* start Reading passage *
Now paste where necessary.

------
nailer
No x2x?

Control two separate networked computers with one keyboard and mouse. Cursor
slides out of right on one side and enters in on the left of the other.

Wayland folks is there a similar thing? I don't keep up with Linux desktop
tech anymore.

------
arethuza
XMosaic - I remember reading about that in '93 and thinking that it looked
like a cool hypertext browser but why would anyone want to load documents over
a network!

------
xvilka
Shameless plug - you can add also my tiny transset rewrite and enrichment -
set_opacity[1]. It allows making X windows translucent, without any
interaction required. Wrote it more than a decade ago, but still should be
usable. This is how you can use it:

set_opacity -o 0.5 -i `pgrep gkrellm`

There is also a patched[2] xcompmgr with the colored shadows support:

xcompmgr -fF -I-.002 -O-.003 -D6 -cC -t-5 -l-6 -r5 -R 1 -G 0.5333 -B 0

[1]
[https://github.com/XVilka/set_opacity/](https://github.com/XVilka/set_opacity/)
* end Reading passage *
## Task A
For each statement about the forum thread, answer yes or no and quote the words of the thread that decide it: (i) x2x lets one keyboard and mouse control two networked computers; (ii) set_opacity was written within the past year; (iii) the patched xcompmgr supports colored shadows.
The listing that follows is unrelated to the thread.
* start Records for this task *
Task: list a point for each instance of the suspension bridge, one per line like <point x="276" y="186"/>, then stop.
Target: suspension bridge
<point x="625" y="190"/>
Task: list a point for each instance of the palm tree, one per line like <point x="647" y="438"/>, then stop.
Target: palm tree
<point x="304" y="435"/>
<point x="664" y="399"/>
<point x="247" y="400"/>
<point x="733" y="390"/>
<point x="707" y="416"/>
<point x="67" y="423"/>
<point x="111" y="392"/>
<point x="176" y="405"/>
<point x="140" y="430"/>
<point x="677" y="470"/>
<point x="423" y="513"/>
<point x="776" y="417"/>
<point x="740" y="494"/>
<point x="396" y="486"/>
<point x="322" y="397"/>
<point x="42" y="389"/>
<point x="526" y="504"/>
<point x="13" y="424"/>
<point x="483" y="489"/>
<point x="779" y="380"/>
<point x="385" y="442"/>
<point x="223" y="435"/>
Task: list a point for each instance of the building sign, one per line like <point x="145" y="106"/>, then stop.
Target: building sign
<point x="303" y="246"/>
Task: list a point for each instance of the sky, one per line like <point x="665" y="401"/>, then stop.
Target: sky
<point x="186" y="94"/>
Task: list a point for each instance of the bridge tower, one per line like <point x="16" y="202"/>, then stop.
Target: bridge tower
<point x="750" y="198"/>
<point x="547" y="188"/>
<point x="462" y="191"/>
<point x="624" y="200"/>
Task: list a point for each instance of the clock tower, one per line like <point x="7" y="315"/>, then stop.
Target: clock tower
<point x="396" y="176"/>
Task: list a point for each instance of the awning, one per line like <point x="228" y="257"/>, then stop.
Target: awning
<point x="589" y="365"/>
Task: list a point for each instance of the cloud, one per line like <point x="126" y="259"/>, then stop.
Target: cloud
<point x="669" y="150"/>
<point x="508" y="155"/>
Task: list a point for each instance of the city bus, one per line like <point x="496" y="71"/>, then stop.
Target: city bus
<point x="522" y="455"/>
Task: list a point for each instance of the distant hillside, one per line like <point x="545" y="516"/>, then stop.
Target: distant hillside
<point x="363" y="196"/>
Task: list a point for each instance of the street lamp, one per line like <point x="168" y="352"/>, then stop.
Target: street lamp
* end Records for this task *
## Task B
Rewrite the listing, starting with the line containing "Task: list a point for each instance of the city" and continuing through the end of the listing, both ends included. Keep the requests and their format samples unchanged, but multiply every coordinate in the answers by 2, rounding to whole numbers with halves going up.

## Task response A
(i) Yes: "Control two separate networked computers with one keyboard and mouse."
(ii) No: "Wrote it more than a decade ago"
(iii) Yes: "xcompmgr with the colored shadows support"

## Task response B
Task: list a point for each instance of the city bus, one per line like <point x="496" y="71"/>, then stop.
Target: city bus
<point x="1044" y="910"/>
Task: list a point for each instance of the distant hillside, one per line like <point x="545" y="516"/>, then stop.
Target: distant hillside
<point x="726" y="392"/>
Task: list a point for each instance of the street lamp, one per line like <point x="168" y="352"/>, then stop.
Target: street lamp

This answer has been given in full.